_QUOTED PASSAGE_
┄┄┄┄┄┄┄┄┄┄┄┄┄┄┄┄┄┄┄┄
McCulloch pointed out: “There is an enormous opportunity for Australia to create new jobs and attract new investment through the development of carbon capture technology. CCUS should be part of this nation’s DNA just like gas production has been for decades because it is basically the gas extraction process in reverse – trapping the emissions in deep geological formations, often in former gas fields.

“With places like the U.S. and the UK announcing major cleaner energy packages focused on this technology, Australia needs to ensure it is not missing out on securing emissions reductions and the economic benefits that will come with these new industries.

“There is growing momentum for CCUS globally as well as increasing recognition of the opportunity of the technology to attract new investment, create new jobs, build a major new industry for Australia, and support emissions reductions across the economy and the region.”

Moreover, CCUS has gained worldwide recognition as an important decarbonisation tool for net-zero aspirations as confirmed by independent authorities including the International Energy Agency (IEA), the Intergovernmental Panel on Climate Change (IPCC), Australia’s Climate Change Authority (CCA) and the country’s own science body, the Commonwealth Scientific and Industrial Research Organisation (CSIRO).
┄┄┄┄┄┄┄┄┄┄┄┄┄┄┄┄┄┄┄┄
_SOURCE MATERIAL_
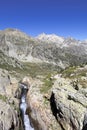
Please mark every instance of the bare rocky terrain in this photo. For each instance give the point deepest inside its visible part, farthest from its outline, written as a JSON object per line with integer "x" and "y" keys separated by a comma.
{"x": 56, "y": 71}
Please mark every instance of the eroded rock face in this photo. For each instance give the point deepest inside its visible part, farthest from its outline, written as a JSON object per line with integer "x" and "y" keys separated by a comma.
{"x": 9, "y": 105}
{"x": 63, "y": 108}
{"x": 39, "y": 109}
{"x": 8, "y": 117}
{"x": 68, "y": 105}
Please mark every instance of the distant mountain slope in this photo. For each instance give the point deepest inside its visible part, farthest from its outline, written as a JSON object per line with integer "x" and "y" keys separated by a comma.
{"x": 45, "y": 48}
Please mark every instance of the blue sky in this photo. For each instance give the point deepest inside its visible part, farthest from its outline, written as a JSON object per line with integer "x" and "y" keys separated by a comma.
{"x": 62, "y": 17}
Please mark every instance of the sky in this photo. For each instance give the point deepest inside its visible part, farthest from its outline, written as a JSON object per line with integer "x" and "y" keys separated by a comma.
{"x": 61, "y": 17}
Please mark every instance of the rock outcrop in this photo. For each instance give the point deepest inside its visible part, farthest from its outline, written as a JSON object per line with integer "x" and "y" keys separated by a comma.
{"x": 17, "y": 44}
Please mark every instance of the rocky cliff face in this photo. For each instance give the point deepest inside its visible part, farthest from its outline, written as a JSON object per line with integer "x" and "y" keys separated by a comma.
{"x": 56, "y": 99}
{"x": 53, "y": 49}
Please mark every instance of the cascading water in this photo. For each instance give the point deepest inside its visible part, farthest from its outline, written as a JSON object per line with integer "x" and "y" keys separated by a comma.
{"x": 23, "y": 107}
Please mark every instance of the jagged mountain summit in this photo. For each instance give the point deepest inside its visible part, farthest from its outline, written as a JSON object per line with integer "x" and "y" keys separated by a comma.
{"x": 50, "y": 38}
{"x": 61, "y": 51}
{"x": 54, "y": 69}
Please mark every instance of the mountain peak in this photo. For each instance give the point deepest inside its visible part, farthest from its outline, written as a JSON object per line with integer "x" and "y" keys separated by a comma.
{"x": 50, "y": 38}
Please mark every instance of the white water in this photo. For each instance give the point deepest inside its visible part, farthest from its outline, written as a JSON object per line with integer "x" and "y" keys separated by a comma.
{"x": 23, "y": 107}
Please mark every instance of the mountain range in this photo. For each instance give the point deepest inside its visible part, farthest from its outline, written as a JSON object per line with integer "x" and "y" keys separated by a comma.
{"x": 51, "y": 48}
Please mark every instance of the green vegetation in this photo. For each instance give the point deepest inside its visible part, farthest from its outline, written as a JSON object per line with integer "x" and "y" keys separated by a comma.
┄┄┄┄┄┄┄┄┄┄┄┄┄┄┄┄┄┄┄┄
_EXERCISE GOAL_
Continue the passage above on carbon capture technology in Australia, starting after its last sentence.

_TASK RESULT_
‘’CCUS will be particularly important to address emissions in hard-to-abate industries like cement, iron and steel and chemical production where few alternatives exist, as well as in scaling up low-carbon hydrogen, where natural gas with CCUS is the lowest cost production method today,” concluded McCulloch.

Woodside is among the Australian energy players, which have recognised CCS’s contribution to GHG emission reduction targets. As a result, the company inked MoUs with Japanese firms – Kansai Electric Power Co. (KEPCO), Sumitomo, Toho Gas, Kawasaki Kisen Kaisha (K Line) – to enable studies of a potential carbon, capture and storage (CCS) value chain between Japan and Australia.